┌──

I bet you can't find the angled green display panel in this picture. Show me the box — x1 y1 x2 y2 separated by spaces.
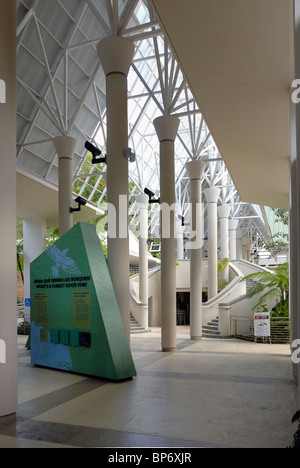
30 223 136 381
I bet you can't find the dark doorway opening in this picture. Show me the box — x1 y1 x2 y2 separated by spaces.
176 291 190 325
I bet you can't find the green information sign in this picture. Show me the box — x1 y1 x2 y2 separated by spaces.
73 291 91 330
34 292 49 327
30 223 136 381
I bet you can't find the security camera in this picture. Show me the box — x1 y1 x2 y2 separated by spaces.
124 148 136 162
70 197 87 213
144 187 160 203
84 141 106 164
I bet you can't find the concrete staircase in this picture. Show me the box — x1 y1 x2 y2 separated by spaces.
130 312 151 334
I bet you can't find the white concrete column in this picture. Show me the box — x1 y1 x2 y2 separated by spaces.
185 161 205 340
53 136 77 237
176 222 184 260
289 0 300 392
218 205 231 283
229 219 239 260
98 36 134 342
153 115 180 351
0 0 18 417
204 187 221 299
236 229 244 260
136 194 149 318
23 218 46 322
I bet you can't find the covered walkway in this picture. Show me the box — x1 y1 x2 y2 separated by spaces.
0 327 296 448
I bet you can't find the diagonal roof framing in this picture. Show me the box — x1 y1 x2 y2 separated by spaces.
17 0 268 256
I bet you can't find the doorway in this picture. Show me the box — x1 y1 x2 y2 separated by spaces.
176 291 190 325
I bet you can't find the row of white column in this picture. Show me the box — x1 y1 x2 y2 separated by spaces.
0 18 251 416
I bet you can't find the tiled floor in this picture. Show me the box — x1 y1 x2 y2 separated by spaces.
0 327 296 448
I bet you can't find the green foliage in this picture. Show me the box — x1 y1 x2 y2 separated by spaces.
241 263 289 316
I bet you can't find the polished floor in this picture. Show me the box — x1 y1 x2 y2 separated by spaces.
0 327 296 448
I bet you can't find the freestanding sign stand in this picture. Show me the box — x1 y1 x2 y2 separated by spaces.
254 312 271 343
30 223 136 381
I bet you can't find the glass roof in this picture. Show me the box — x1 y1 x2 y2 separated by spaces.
17 0 268 252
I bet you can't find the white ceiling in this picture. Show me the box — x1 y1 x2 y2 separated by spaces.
17 171 104 228
150 0 293 208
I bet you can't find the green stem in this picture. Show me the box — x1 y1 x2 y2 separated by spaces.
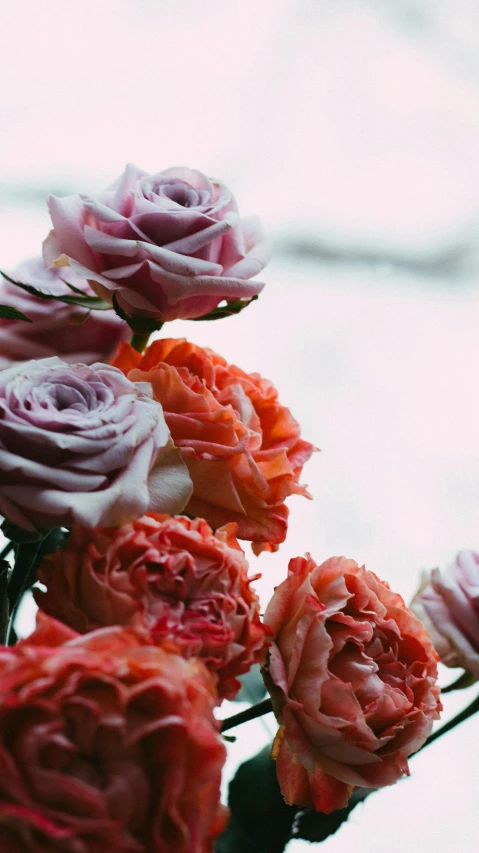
415 696 479 755
7 537 45 645
0 542 15 560
221 699 273 733
441 672 477 695
130 332 150 352
221 696 479 754
0 560 10 645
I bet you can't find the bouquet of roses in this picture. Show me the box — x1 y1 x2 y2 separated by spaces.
0 161 479 853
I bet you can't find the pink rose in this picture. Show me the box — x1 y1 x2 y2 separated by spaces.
35 514 264 699
411 551 479 678
0 615 225 853
0 258 131 368
264 557 441 813
44 165 268 322
0 358 191 530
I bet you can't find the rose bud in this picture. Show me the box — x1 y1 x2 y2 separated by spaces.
264 556 441 813
411 551 479 678
35 514 264 699
0 358 191 530
0 614 225 853
44 165 269 323
114 338 314 553
0 258 131 368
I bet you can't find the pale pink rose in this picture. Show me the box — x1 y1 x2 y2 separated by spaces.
264 557 441 812
44 165 269 322
0 257 131 368
0 358 191 530
0 614 226 853
411 551 479 678
35 513 264 699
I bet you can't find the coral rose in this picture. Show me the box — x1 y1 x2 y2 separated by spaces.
44 165 269 322
0 258 131 368
35 514 264 699
264 557 441 813
114 338 314 553
411 551 479 678
0 616 229 853
0 358 191 530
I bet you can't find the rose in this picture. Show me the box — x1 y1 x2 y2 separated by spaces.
264 557 441 813
0 615 225 853
44 165 268 322
0 358 191 530
0 258 131 368
114 339 314 553
35 514 264 699
411 551 479 678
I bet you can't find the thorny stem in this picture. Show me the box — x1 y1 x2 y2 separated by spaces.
221 699 273 732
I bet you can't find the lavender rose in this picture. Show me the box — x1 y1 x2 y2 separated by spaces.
0 257 131 368
0 358 191 530
411 551 479 678
44 165 269 322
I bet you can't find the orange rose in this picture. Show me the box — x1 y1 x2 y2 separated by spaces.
114 338 314 553
264 557 441 813
35 514 264 699
0 614 225 853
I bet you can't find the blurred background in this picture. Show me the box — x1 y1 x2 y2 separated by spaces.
0 0 479 853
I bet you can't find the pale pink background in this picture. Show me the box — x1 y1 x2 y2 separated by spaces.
0 0 479 853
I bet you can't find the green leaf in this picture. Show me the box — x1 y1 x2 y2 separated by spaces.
60 278 85 296
188 296 258 321
234 664 266 705
0 305 32 323
112 290 163 335
0 270 111 311
220 747 297 853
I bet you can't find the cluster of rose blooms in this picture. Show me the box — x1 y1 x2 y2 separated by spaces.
0 167 479 853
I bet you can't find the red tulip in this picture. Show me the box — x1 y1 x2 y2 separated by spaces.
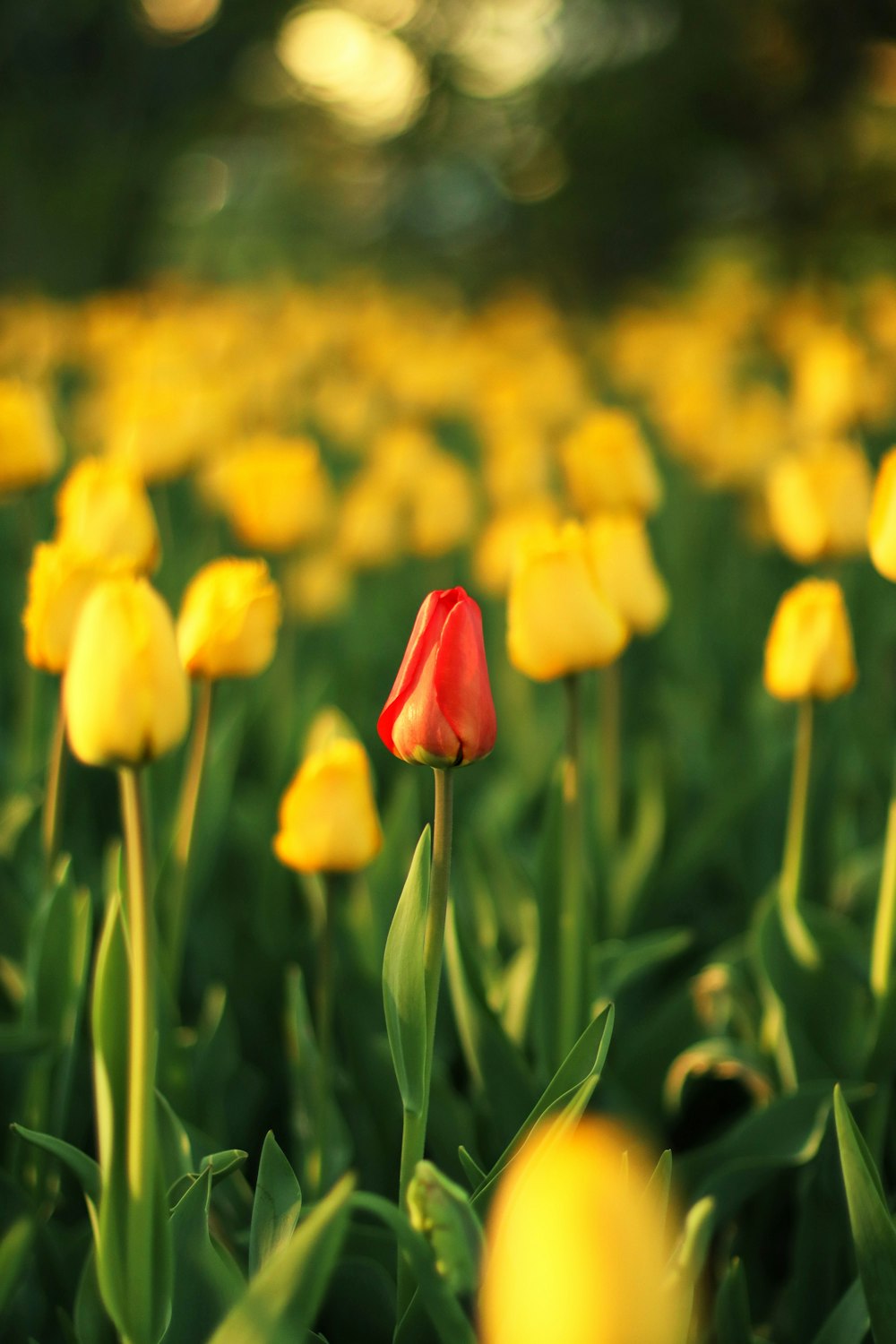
376 588 495 769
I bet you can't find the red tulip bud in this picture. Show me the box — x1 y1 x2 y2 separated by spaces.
376 588 495 769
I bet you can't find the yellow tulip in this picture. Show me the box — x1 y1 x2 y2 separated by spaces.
560 410 662 513
764 580 858 701
868 448 896 580
766 443 872 564
177 559 280 680
508 523 629 682
274 737 383 873
586 513 669 634
479 1120 683 1344
56 457 159 574
22 542 125 672
0 379 62 495
63 577 189 766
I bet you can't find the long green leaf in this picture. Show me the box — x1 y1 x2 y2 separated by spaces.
834 1086 896 1344
383 827 431 1116
208 1175 355 1344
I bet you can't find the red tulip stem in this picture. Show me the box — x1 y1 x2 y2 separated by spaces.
168 677 213 1002
559 674 586 1061
778 696 820 969
118 768 156 1339
396 769 454 1324
40 682 65 879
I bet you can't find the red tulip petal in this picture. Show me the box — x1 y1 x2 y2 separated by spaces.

└──

### What needs to be done
Gather every line in the material above that contains the string "pink".

### Task solution
I bet you can't find the pink rose in this picture. Show me the box — x1 y1 x2 y2 separated by spaces.
I bet you can't find the pale pink rose in this picture. Show me the box — x1 y1 x2 y2 separated by spaces.
I bet you can't find the pale pink background in this picture. Show me the box — x1 y1 x2 y2 separated by spaces.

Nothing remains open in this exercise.